● What the task asks
Quote, without any change, the line that contains "Screenshot QA — question: where is the rear" and all lines that follow it to the end of the data below.

● Source data
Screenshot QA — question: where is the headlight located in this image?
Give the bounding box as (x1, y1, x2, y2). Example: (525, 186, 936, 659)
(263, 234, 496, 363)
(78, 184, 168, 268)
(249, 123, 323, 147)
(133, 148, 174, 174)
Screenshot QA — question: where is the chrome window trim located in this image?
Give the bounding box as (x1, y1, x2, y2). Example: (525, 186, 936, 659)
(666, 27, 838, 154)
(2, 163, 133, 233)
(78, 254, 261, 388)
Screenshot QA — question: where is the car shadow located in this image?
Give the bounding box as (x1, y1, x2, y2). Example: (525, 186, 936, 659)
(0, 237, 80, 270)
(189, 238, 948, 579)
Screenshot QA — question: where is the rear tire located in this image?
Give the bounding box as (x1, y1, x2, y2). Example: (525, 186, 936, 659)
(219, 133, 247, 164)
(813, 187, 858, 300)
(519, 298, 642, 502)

● Solution below
Screenshot QA — question: where is the rear tire located in this image?
Give the bounding box as (x1, y1, x2, y2). Example: (525, 186, 936, 659)
(219, 133, 247, 164)
(813, 187, 858, 300)
(519, 298, 642, 502)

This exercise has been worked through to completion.